═══ Veri Kümesi İçeriği ═══

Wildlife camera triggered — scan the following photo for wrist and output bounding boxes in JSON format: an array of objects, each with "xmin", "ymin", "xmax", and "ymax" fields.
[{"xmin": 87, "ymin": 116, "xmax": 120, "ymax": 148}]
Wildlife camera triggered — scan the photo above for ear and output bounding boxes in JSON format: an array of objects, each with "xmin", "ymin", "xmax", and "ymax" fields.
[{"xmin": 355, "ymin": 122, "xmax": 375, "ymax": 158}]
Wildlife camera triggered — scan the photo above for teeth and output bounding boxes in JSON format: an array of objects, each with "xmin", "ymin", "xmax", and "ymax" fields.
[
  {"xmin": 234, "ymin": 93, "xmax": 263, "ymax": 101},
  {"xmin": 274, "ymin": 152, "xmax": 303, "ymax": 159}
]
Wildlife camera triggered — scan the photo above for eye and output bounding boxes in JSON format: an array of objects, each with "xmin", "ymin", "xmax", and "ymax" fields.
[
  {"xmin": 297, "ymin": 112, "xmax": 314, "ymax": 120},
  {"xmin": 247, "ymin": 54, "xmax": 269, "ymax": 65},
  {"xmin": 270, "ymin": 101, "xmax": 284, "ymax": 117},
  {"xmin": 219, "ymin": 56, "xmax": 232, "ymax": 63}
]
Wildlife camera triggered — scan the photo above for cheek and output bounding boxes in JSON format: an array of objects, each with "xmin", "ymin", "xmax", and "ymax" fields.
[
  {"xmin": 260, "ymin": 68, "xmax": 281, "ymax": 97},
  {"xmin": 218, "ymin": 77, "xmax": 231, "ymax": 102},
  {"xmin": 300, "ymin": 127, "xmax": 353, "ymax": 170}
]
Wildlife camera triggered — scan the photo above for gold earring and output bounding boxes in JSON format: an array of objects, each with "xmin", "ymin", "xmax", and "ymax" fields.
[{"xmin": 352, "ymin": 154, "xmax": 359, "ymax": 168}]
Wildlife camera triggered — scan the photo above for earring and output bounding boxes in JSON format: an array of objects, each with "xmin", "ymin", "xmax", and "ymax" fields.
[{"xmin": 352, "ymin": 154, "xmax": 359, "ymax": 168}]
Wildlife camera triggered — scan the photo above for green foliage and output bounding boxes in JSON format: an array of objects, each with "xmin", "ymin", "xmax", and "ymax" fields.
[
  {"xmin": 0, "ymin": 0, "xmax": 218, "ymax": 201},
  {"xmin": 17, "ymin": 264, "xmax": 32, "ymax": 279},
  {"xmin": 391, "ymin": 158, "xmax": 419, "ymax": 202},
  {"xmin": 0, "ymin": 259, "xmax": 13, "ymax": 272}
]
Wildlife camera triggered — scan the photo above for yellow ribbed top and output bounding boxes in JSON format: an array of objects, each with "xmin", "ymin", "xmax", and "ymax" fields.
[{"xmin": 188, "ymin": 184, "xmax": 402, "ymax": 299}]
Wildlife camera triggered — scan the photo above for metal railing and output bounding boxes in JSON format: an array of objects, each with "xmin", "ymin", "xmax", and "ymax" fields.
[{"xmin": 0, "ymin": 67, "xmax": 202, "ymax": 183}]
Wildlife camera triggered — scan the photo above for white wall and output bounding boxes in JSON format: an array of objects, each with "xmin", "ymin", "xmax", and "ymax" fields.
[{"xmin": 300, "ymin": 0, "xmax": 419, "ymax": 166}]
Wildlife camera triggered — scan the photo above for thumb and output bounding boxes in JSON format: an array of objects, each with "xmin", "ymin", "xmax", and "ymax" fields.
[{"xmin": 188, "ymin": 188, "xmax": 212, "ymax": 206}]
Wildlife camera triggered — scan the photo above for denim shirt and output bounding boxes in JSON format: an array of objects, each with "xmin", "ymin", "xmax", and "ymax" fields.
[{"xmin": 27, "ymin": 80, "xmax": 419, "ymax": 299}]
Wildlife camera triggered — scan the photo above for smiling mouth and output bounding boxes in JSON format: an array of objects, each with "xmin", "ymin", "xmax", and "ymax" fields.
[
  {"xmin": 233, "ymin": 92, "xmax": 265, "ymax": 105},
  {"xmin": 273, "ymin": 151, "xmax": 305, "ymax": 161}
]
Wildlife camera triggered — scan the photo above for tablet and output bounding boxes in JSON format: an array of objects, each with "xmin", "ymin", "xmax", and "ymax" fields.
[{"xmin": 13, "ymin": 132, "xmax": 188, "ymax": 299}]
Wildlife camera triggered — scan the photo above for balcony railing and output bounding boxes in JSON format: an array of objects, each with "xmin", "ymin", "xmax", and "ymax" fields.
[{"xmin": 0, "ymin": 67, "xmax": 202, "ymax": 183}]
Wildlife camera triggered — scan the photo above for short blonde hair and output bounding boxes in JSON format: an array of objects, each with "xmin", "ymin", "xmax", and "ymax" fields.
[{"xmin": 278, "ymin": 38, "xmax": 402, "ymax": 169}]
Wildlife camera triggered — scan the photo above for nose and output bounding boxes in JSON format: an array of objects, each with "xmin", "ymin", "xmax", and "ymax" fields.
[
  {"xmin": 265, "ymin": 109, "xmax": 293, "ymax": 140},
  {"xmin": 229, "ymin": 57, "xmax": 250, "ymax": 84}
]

═══

• [Yapılacak İş]: Yukarıdaki öğelerde "Wildlife camera triggered — scan the photo above for denim" ifadesinin geçtiği satırdan öğelerin sonuna kadar her şeyi, iki ucu da dahil ederek aynen yazınız.

• [Alıştırma Çıktısı]:
Wildlife camera triggered — scan the photo above for denim shirt and output bounding boxes in JSON format: an array of objects, each with "xmin", "ymin", "xmax", and "ymax" fields.
[{"xmin": 27, "ymin": 80, "xmax": 419, "ymax": 299}]
Wildlife camera triggered — scan the photo above for smiling mouth and output bounding boxes in JSON format: an array of objects, each with "xmin", "ymin", "xmax", and "ymax" fields.
[
  {"xmin": 233, "ymin": 92, "xmax": 265, "ymax": 105},
  {"xmin": 273, "ymin": 151, "xmax": 305, "ymax": 161}
]
Wildlife camera triggered — scan the photo above for tablet and output bounding boxes in JSON format: an array of objects, each with "xmin", "ymin", "xmax", and "ymax" fields.
[{"xmin": 13, "ymin": 132, "xmax": 188, "ymax": 299}]
Wildlife camera triggered — scan the photo above for balcony railing and output bounding boxes in JSON format: an array of objects, each with "xmin", "ymin", "xmax", and "ymax" fields.
[{"xmin": 0, "ymin": 67, "xmax": 202, "ymax": 183}]
Wildlife camera triggered — scan the photo above for short blonde hair and output bounding boxes in JSON format: an array of objects, each with "xmin", "ymin", "xmax", and "ymax" fields.
[{"xmin": 278, "ymin": 38, "xmax": 402, "ymax": 169}]
Wildlife camera triggered — scan the photo above for nose and output bounding boxes in JSON format: an array of objects, each with "xmin", "ymin", "xmax", and "ymax" fields.
[
  {"xmin": 265, "ymin": 109, "xmax": 293, "ymax": 140},
  {"xmin": 229, "ymin": 57, "xmax": 250, "ymax": 84}
]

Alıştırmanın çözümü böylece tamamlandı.